--- Task description ---
Your answer should consist of every line in the records that holds "wheel".

--- Provided data ---
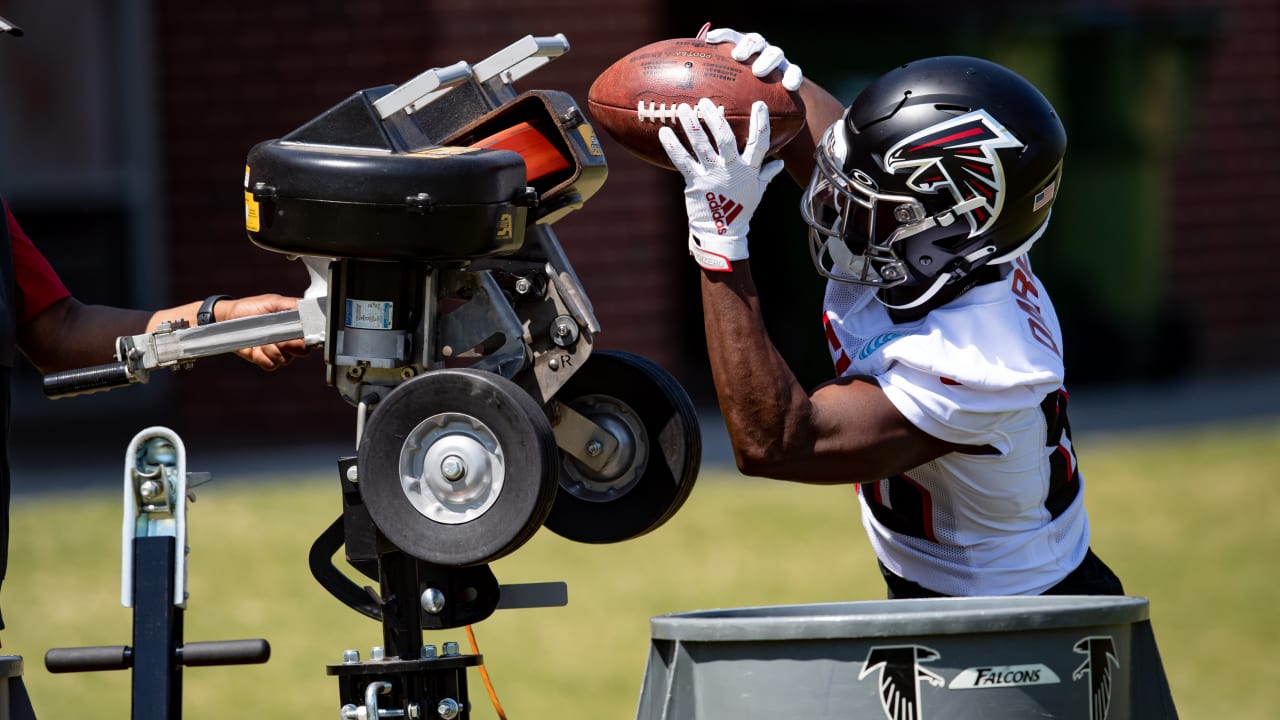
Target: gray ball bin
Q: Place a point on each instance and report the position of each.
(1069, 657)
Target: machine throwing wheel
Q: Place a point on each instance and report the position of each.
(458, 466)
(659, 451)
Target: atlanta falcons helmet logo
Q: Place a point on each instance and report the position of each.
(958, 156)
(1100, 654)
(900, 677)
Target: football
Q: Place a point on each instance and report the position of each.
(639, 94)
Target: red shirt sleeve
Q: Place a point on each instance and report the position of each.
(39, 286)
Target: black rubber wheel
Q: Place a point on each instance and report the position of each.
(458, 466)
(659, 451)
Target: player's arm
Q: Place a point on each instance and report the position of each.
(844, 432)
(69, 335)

--- Output of the task ---
Target: machine throwing wheel
Target: black rubber wheel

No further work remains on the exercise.